Sourires d’une nuit d’été
L’été est, somme toute, une saison assez mélancolique, pour qui vit tourné vers l’avenir : les beaux jours portent en eux-mêmes leur propre fin, et le printemps prochain est bien loin. D’où le besoin de divertissement, et, quand on a atteint la saturation de soleil, de sel, etc., le refuge de la musique.
Ariettes plus ou moins oubliées
Tout d’abord, une découverte : saviez-vous que Gounod se considérait avant tout comme un compositeur de musique instrumentale et connaissez-vous le Petit Quatuor en ut majeur, le Quatuor n° 3 en fa majeur ? Si la réponse est non, réjouissez-vous : un plaisir rare vous attend, celui de les entendre pour la première fois. Cette musique subtile, sensuelle, que le Quatuor Danel1 joue de manière déliée et intimiste, pourrait servir d’exergue À la Recherche du temps perdu.
Autres quatuors, eux aussi sensuels et profondément français, ceux de Darius Milhaud, peut-être le meilleur de son oeuvre, car, comme toujours dans les quatuors, le plus concentré, allant directement à l’essentiel. Sur les 18 quatuors qu’a écrits Milhaud, le Quatuor Parisii en a choisi quatre2, qui s’échelonnent de 1914 – presque atonal – à 1945, polytonalité éclatante. Un des compositeurs majeurs du XXe siècle, qu’admirait Schoenberg.
Tournemire (Charles) fait partie de ces créateurs français prolifiques et protéiformes qui ont hésité entre la manière de Debussy et celle de Franck, et qui n’ont atteint ni au niveau de Ravel, ni à celui de Fauré. Il ne faut cependant pas ignorer ses symphonies, surtout la 7e et la 3e, dite Moscou3. C’est un peu invertébré, mais cela ne manque pas de souffle, et ne mérite pas d’être jeté aux orties.
De Debussy, enfin, deux très beaux disques : les dernières mélodies par Bernard Kruysen et Noël Lee4, et, sous le titre Chansons oubliées, trois recueils par Dawn Upshaw et James Levine5. Les dernières mélodies comprennent notamment les Trois poèmes de Stéphane Mallarmé, les Trois ballades de François Villon, les Trois chansons de France. Parmi les Chansons oubliées, les Cinq poèmes de Charles Baudelaire, le Recueil Vasnier (peu connu, vaut le détour), et Ariettes oubliées. Il y a dans tout cela beaucoup de recherche sur les correspondances entre les mots – leurs sons et les concepts qu’ils sous-tendent – et la musique. C’est moins sensuel que Ravel, moins achevé, mais il n’y aurait pas eu les mélodies de Ravel sans cela. C’est peut-être ce qu’il y a de plus français dans la musique française : une musique de salon, d’un raffinement extrême, légère et géniale comme une recette de Joël Robuchon.

(Entrées de données extraites)
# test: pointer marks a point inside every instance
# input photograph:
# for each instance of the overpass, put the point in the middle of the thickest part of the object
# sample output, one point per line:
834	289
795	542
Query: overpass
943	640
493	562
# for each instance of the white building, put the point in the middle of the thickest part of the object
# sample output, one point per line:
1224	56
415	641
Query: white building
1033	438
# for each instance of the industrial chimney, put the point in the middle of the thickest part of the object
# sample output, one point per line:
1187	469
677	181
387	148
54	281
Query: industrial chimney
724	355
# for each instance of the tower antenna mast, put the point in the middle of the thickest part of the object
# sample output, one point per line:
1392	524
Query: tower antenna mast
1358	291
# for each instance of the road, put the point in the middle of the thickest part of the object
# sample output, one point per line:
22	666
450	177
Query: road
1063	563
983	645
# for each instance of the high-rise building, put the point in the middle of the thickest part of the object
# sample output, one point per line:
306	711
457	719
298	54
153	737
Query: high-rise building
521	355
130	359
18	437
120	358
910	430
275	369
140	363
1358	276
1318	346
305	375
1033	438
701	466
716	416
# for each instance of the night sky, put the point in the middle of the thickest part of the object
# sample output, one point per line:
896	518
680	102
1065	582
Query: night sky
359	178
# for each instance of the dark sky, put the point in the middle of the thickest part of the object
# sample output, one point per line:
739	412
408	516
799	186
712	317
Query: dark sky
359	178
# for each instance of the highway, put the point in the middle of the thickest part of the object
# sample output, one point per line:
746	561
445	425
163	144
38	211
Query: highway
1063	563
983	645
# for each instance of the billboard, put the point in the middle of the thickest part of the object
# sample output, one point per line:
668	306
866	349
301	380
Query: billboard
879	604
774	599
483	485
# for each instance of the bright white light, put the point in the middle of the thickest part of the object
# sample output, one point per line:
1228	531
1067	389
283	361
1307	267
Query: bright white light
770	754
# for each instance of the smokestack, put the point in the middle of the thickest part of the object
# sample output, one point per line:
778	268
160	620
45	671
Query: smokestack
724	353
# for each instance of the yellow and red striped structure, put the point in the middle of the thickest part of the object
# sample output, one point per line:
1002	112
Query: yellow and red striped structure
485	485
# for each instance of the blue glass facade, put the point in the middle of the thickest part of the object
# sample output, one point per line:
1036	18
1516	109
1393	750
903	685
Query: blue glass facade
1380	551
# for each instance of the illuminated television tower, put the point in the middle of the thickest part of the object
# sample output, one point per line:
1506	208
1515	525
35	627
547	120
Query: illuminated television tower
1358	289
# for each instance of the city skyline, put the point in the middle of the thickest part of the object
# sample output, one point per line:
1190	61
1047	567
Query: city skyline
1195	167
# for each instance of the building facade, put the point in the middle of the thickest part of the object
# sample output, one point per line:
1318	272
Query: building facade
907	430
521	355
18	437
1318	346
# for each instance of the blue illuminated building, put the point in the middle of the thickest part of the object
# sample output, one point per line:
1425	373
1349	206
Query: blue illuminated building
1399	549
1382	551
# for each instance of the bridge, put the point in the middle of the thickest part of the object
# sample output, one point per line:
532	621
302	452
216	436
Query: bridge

Défis:
(1) Mettez à jour les enregistrements, depuis la ligne contenant « # for each instance of the illuminated » jusqu'à la fin, en remplaçant « bridge » par « footbridge » sans rien changer d'autre, puis recopiez ce seul passage.
(2) Prolongez la chronique musicale de l'été au-delà de sa dernière phrase.
Le texte et les enregistrements n'ont pas la même origine.

Les résultats:
(1)
# for each instance of the illuminated television tower, put the point in the middle of the thickest part of the object
# sample output, one point per line:
1506	208
1515	525
35	627
547	120
Query: illuminated television tower
1358	289
# for each instance of the city skyline, put the point in the middle of the thickest part of the object
# sample output, one point per line:
1190	61
1047	567
Query: city skyline
1195	167
# for each instance of the building facade, put the point in the middle of the thickest part of the object
# sample output, one point per line:
1318	272
Query: building facade
907	430
521	355
18	437
1318	346
# for each instance of the blue illuminated building, put the point in the middle of the thickest part of the object
# sample output, one point per line:
1425	373
1349	206
Query: blue illuminated building
1399	549
1382	551
# for each instance of the footbridge, put the point in the middle of the thickest part of the object
# sample output, one point per line:
532	621
302	452
216	436
Query: footbridge

(2)
Kurt Weill trahi par lui-même
Les Sept Péchés capitaux des petits-bourgeois, commande des milieux mondains parisiens qui cherchaient à s’encanailler délicieusement, entre les deux guerres, à un Kurt Weill fuyant le nazisme, en exil et aux abois, est sans doute ce qu’il a fait de mieux, musicalement s’entend. Mais quel dommage que le choix de Teresa Stratas, superbe soprano mais si peu en situation, avec ses vibratos, alors qu’il faut une chanteuse de cabaret, même si Weill a prévu, dans son égarement et ses compromis parisiens, une vraie soprano. La version avec Gisela May, qui n’existe malheureusement pas en CD, est, elle, inoubliable. Sur le même disque6, Kent Nagano et l’Orchestre de l’Opéra National de Lyon jouent aussi la 2e Symphonie, qui nous laisse entrevoir ce que Weill serait devenu si les nazis ne l’avaient pas chassé d’Allemagne et si, pour vivre, aux USA, il ne s’était pas abandonné aux facilités de la comédie musicale.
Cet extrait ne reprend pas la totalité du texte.